CONSIGNES:
**a)** Recopiez sans rien changer le passage de la notice sur Joseph Combeau qui commence à « Né en 1860 à » et se termine à « leur rapide dégradation. ».
**b)** Répondez à ces questions à l'aide de la notice sur Joseph Combeau :
(i) En quelle année et dans quelle ville Joseph Combeau est-il né ?
(ii) Quel métier exerçait Marie Rolland ?
(iii) À quel député Joseph Combeau remet-il en 1896 sa demande de bureau de tabac ?

----- EXTRAIT DU DOCUMENT -----

Appel à la charité publique par un ancien ouvrier de Paulilles - 1894

 

Appel à la charité publique - Lettre manuscrite de Joseph Combeau - 1894.

 

Né en 1860 à Perpignan, Joseph Combeau est le fils d'un commissionnaire en fourrages. Engagé volontaire de la marine pendant une dizaine d'années, il travaille ensuite comme ouvrier à la dynamiterie de Paulilles puis en qualité de facteur des postes à Port-Vendres (Pyrénées-Orientales). Il y épouse en 1890 Marie Rolland, une jeune couturière orpheline de père, et de ce mariage sont issus deux enfants, nés en 1891 et 1893. 

Devenu malade et invalide, victime d'une explosion de nitroglycérine et de fièvres contractées aux colonies, il est amputé d'une jambe. En 1894, sans protection sociale ni sanitaire, il fait appel à la charité publique. La lettre qu'il adresse au président du comité des fêtes patriotiques et philantropiques de Perpignan, ville où il est alors domicilié, témoigne de l'extrême précarité de ses conditions d'existence, et de leur rapide dégradation.

En 1896, toujours sans ressources pour subvenir aux besoins de sa famille, il dépose auprès de Jules Pams, député des Pyrénées-Orientales originaire de Port-Vendres, une demande d'obtention de bureau de tabac. Son dossier est alors transmis au ministère de l'Intérieur qui n'y donne pas suite.

Joseph Combeau en est dès lors réduit à la mendicité dans les rues de Perpignan, où il joue de l'orgue devant les établissements publics. Sa situation est à l'origine de débats dans la presse régionale, qui y trouve l'occasion de disserter en faveur ou contre la mendicité.

Le texte ci-dessous reproduit l'appel lancé par Joseph Combeau en 1894, conservé aux Archives de la Ville de Perpignan. Celui-ci est alors âgé 33 ans et son épouse Marie, de 21 ans. Leurs deux enfants Louis et Thérèse, sont alors âgés de trois et de moins d'un an. Ce texte est complété d'un article de presse daté de 1900.

----- LIGNES DE DONNÉES -----

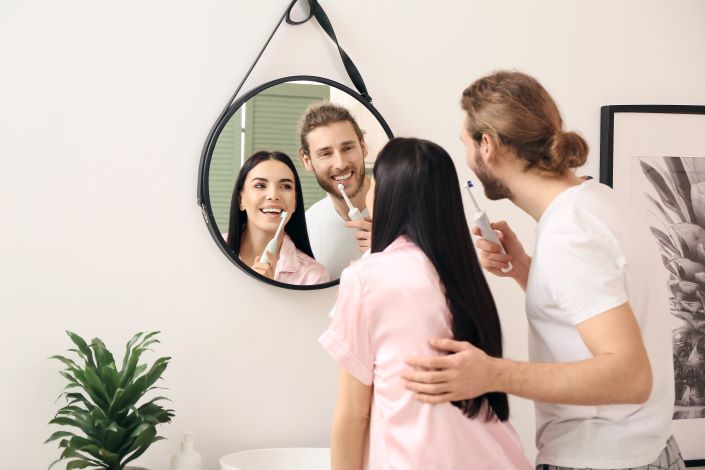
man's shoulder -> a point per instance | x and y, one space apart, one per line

-----

CORRIGÉ DES EXERCICES:
**a)**
Né en 1860 à Perpignan, Joseph Combeau est le fils d'un commissionnaire en fourrages. Engagé volontaire de la marine pendant une dizaine d'années, il travaille ensuite comme ouvrier à la dynamiterie de Paulilles puis en qualité de facteur des postes à Port-Vendres (Pyrénées-Orientales). Il y épouse en 1890 Marie Rolland, une jeune couturière orpheline de père, et de ce mariage sont issus deux enfants, nés en 1891 et 1893. 

Devenu malade et invalide, victime d'une explosion de nitroglycérine et de fièvres contractées aux colonies, il est amputé d'une jambe. En 1894, sans protection sociale ni sanitaire, il fait appel à la charité publique. La lettre qu'il adresse au président du comité des fêtes patriotiques et philantropiques de Perpignan, ville où il est alors domicilié, témoigne de l'extrême précarité de ses conditions d'existence, et de leur rapide dégradation.

**b)**
(i) En 1860, à Perpignan.
(ii) Elle était couturière.
(iii) À Jules Pams, député des Pyrénées-Orientales.